• LISTA DE TAREFAS:
• a. Responda às perguntas seguintes com base no texto sobre Sintra:
(i) Que palácios levaram os reis portugueses a esquecer Sintra no século XVIII?
(ii) Com que idade morreu o cineasta Glauber Rocha?
(iii) Que nomes deram os árabes a Sintra quando lá chegaram?
• b. Com base no texto sobre Sintra, explique em uma a três frases de onde provém o espírito mítico e simbólico que a Serra de Sintra transmite.

• TEXTO PARA LEITURA:

Sintra e os seus mistérios



Vegetação da Serra de Sintra
 

Por  Maria do Céu Carvalho Dias*
Fotografias: Miguel Nuno Peixoto de Carvalho Dias


 Sintra é uma povoação sede de um concelho próximo de Lisboa e dos mais populosos de Portugal. Tem património construído de várias épocas históricas, bem como um excepcional património natural. Desde cedo entusiasmou o Homem, talvez porque Sintra está imbuída de um espírito mágico-religioso considerável. Os reis portugueses viveram e visitaram Sintra durante muitos séculos; só no século XVIII os palácios de Mafra e Queluz os fizeram esquecer esta zona, recuperada no século XIX pelo romântico Fernando II, marido de D. Maria II. Eça de Queirós colocou personagens de Os Maias a visitarem Sintra. Muitos artistas nacionais e estrangeiros ficaram emocionados e atraídos pela ambiência destas paragens. Glauber Rocha, cineasta brasileiro, morreu aos 42 anos, dizendo que Sintra era um lugar belo para morrer.
 
A Serra de Sintra transmite-nos um espírito mítico e simbólico com os monumentos megalíticos; com os nomes que lhe estão associados – Mons Sacer ou monte santo, Monte da Lua; pode-se considerar um pólo religioso da região saloia abastecedora de Lisboa, que olha o céu e vê o mar a dois passos; com a ocupação romana, de que frutificam resíduos de Villae senhoriais, enriquecidas por múltiplos espólios arqueológicos, em que se destacam São Miguel de Odrinhas; com a época muçulmana, que legou as azenhas, o linguajar, e, sobretudo, o “Castelo dos Mouros”. Esta fortificação terá sido erguida quando os árabes chegaram a Sintra (século VIII e IX) e lhe chamaram Xintara, Xentra ou Shantara.

• DADOS LISTADOS:
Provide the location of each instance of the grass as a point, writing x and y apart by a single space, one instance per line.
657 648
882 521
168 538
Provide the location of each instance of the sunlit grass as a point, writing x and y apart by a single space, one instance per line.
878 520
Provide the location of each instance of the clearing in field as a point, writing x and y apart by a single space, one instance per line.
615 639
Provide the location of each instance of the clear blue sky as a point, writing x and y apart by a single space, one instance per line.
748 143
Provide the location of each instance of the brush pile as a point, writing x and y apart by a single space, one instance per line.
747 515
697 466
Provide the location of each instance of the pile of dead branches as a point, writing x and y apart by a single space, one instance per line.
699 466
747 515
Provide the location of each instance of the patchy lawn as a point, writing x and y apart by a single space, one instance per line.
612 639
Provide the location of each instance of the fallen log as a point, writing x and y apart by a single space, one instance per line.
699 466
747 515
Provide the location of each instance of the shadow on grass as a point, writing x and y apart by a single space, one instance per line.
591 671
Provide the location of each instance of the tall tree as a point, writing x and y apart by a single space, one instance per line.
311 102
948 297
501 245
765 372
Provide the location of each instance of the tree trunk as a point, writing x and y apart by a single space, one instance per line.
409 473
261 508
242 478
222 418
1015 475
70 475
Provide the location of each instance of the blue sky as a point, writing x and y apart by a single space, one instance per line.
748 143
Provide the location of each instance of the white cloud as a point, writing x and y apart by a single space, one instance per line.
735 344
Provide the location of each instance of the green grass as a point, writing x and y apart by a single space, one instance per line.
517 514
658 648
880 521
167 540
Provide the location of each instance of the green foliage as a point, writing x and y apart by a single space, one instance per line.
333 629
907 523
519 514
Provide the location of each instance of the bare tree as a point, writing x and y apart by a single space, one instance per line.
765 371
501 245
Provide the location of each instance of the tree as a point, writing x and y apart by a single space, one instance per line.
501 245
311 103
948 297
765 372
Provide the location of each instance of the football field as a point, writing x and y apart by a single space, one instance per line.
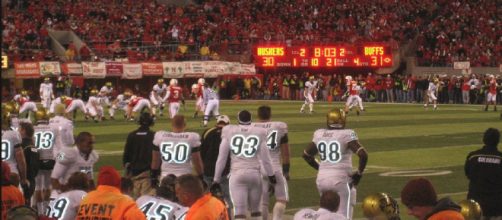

• AS RESPOSTAS:
• a.
(i) Os palácios de Mafra e Queluz.
(ii) Aos 42 anos.
(iii) Xintara, Xentra ou Shantara.

• b. Esse espírito provém dos monumentos megalíticos e dos nomes associados à serra, Mons Sacer ou monte santo e Monte da Lua, que fazem dela um pólo religioso da região saloia. Provém também da ocupação romana, de que restam vestígios de Villae senhoriais e espólios arqueológicos como os de São Miguel de Odrinhas. A época muçulmana contribuiu igualmente, pois legou as azenhas, o linguajar e, sobretudo, o "Castelo dos Mouros".